PROBLEM ->
Rewrite the listing below, from the line containing "spoiler. Write the coordinates, one line per instance." through the end of the listing, as a numbered list that includes both ends and omits blank lines.

[Dataset records]
──────────────────────────────

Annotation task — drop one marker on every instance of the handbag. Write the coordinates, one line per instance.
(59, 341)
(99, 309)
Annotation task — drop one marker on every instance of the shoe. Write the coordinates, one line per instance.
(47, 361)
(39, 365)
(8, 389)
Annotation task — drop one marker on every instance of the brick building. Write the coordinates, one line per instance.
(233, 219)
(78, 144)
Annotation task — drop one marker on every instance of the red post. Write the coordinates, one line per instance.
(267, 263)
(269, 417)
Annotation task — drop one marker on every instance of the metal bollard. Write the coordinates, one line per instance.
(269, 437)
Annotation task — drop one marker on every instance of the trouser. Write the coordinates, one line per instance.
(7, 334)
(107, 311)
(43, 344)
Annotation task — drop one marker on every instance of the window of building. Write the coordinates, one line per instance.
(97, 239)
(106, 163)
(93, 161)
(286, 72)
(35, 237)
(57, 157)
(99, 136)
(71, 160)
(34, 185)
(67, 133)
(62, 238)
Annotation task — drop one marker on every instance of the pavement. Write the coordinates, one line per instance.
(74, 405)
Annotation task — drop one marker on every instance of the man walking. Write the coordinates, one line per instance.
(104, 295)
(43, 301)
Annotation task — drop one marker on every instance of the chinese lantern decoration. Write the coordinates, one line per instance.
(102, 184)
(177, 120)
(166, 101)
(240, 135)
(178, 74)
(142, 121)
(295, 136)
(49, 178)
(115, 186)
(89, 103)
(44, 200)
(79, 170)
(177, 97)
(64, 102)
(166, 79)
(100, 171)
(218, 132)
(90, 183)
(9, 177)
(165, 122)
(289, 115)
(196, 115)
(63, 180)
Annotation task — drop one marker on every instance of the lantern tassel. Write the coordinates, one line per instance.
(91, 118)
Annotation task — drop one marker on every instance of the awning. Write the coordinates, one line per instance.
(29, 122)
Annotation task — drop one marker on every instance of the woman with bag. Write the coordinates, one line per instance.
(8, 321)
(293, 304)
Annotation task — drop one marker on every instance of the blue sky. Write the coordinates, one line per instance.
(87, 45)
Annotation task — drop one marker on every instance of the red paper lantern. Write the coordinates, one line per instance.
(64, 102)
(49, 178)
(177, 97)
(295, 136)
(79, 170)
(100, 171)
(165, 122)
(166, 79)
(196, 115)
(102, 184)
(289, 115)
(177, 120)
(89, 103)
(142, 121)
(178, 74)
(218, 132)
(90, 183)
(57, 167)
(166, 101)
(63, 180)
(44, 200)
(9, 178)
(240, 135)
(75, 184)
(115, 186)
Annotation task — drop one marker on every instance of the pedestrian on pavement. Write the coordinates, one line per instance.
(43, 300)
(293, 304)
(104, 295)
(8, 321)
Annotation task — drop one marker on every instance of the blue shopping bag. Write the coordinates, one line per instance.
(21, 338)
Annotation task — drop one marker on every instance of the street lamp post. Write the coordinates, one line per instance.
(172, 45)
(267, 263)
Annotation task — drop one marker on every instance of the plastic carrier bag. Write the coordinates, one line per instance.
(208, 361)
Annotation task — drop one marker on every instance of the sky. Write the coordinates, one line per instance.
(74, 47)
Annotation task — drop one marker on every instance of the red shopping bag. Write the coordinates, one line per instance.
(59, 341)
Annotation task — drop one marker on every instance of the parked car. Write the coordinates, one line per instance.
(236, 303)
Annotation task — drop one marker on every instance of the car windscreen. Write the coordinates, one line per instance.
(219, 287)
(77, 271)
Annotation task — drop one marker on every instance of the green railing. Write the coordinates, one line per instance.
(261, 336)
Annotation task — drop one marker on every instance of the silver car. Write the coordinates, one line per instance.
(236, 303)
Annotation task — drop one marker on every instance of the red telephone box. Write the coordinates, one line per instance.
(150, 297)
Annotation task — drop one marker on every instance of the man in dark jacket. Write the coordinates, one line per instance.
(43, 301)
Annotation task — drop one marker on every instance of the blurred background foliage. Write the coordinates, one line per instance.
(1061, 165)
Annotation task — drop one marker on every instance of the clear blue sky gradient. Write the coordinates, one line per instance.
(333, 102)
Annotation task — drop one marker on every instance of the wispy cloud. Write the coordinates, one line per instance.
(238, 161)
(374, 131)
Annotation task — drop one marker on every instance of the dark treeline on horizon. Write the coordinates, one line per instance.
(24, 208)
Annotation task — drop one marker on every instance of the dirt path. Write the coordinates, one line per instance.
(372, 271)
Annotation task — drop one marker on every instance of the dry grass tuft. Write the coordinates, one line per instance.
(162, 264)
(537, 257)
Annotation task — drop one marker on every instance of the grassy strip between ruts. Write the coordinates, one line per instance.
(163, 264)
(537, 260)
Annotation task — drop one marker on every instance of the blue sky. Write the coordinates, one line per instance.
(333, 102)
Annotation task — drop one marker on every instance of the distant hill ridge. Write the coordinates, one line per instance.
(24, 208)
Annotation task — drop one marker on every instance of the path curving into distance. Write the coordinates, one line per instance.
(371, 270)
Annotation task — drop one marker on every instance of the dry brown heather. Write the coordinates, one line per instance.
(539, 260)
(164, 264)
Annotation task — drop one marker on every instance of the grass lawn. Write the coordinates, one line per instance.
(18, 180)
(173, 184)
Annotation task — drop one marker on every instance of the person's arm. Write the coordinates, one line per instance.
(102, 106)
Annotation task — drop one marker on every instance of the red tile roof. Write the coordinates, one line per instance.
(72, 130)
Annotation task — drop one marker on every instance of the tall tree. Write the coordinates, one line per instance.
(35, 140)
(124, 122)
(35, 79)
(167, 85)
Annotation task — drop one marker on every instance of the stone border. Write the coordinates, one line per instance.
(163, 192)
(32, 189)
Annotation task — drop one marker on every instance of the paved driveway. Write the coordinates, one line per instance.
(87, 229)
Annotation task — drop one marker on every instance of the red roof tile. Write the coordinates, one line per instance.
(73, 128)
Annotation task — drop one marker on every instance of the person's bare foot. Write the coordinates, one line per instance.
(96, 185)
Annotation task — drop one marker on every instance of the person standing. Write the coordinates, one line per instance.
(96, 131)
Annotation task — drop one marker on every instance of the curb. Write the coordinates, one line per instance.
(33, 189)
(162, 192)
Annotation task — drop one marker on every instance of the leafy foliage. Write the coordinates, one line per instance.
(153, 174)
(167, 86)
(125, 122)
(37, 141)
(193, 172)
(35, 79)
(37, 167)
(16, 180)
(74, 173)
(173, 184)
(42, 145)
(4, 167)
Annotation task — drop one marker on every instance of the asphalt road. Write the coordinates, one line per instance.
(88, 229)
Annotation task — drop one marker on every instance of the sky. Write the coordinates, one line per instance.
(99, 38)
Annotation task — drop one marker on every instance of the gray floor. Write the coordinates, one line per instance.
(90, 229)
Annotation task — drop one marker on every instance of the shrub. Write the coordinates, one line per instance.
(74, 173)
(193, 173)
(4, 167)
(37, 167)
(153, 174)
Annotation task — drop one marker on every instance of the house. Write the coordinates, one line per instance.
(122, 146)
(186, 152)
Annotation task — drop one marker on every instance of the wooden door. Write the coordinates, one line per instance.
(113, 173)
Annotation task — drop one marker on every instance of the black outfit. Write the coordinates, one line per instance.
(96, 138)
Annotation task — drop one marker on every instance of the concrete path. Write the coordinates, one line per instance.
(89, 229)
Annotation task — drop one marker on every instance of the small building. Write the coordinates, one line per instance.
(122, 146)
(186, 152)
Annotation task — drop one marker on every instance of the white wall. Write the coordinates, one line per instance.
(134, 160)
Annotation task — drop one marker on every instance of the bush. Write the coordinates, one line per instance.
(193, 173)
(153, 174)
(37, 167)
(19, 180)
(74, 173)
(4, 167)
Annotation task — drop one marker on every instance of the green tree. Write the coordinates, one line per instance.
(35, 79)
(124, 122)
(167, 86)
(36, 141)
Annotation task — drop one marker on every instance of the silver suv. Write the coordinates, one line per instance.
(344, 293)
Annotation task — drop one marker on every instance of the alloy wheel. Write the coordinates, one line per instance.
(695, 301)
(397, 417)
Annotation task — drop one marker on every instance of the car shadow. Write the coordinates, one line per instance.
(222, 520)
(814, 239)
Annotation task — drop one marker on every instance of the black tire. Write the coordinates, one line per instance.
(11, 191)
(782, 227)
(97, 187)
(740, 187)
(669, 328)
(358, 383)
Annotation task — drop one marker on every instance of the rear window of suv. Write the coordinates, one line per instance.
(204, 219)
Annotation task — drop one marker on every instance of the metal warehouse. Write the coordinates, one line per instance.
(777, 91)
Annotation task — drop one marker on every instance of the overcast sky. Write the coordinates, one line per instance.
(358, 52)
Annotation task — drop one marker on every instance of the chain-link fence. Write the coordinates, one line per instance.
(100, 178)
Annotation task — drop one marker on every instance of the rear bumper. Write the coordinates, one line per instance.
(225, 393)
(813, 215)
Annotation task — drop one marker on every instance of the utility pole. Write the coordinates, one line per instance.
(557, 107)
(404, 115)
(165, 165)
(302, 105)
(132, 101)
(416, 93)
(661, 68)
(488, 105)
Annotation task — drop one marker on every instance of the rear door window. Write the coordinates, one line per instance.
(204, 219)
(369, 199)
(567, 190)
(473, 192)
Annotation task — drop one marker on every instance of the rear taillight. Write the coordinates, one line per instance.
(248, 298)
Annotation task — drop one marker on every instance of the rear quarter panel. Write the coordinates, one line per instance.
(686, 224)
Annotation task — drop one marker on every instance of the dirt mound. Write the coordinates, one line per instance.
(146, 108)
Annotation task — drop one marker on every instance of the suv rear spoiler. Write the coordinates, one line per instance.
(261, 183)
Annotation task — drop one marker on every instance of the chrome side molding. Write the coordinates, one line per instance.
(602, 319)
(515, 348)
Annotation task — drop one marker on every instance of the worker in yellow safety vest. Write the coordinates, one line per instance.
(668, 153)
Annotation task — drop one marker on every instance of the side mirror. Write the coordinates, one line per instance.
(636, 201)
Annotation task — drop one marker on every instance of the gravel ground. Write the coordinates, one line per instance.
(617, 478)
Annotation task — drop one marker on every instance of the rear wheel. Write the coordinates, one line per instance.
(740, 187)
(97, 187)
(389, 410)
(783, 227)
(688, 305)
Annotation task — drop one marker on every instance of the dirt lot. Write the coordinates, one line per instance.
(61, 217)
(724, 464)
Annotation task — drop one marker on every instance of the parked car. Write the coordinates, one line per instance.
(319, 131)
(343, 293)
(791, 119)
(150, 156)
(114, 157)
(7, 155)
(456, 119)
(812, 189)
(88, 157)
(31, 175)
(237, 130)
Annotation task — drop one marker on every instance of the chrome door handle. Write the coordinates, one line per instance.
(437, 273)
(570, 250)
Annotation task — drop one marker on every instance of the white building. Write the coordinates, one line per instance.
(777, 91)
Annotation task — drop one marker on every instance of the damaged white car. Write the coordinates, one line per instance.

──────────────────────────────

SOLUTION FOR THIS PROBLEM ->
1. Annotation task — drop one marker on every instance of the suv rear spoiler. Write the coordinates, one line per instance.
2. (261, 183)
3. Annotation task — drop one marker on every instance of the chrome side molding. Write the coordinates, one line per instance.
4. (602, 319)
5. (515, 348)
6. Annotation task — drop one marker on every instance of the worker in yellow safety vest. Write the coordinates, one line per instance.
7. (668, 153)
8. Annotation task — drop one marker on every instance of the side mirror. Write the coordinates, one line per instance.
9. (636, 201)
10. Annotation task — drop one marker on every instance of the gravel ground. Write the coordinates, one line per instance.
11. (617, 478)
12. Annotation task — drop one marker on every instance of the rear wheel. Write the coordinates, one line per instance.
13. (740, 187)
14. (97, 187)
15. (389, 410)
16. (783, 227)
17. (688, 305)
18. Annotation task — drop one marker on every instance of the dirt lot. Write the coordinates, one line per instance.
19. (61, 217)
20. (724, 464)
21. Annotation task — drop one marker on every instance of the parked car. Write the coordinates, one line per instance.
22. (319, 131)
23. (343, 293)
24. (791, 119)
25. (150, 156)
26. (114, 157)
27. (7, 155)
28. (456, 119)
29. (812, 189)
30. (88, 157)
31. (31, 175)
32. (237, 130)
33. Annotation task — drop one marker on every instance of the chrome door handle. Write the coordinates, one line per instance.
34. (437, 273)
35. (570, 250)
36. Annotation task — drop one marker on every instance of the white building. Write the coordinates, one line per instance.
37. (777, 91)
38. Annotation task — drop one marker on every instance of the damaged white car. Write the coordinates, one line per instance.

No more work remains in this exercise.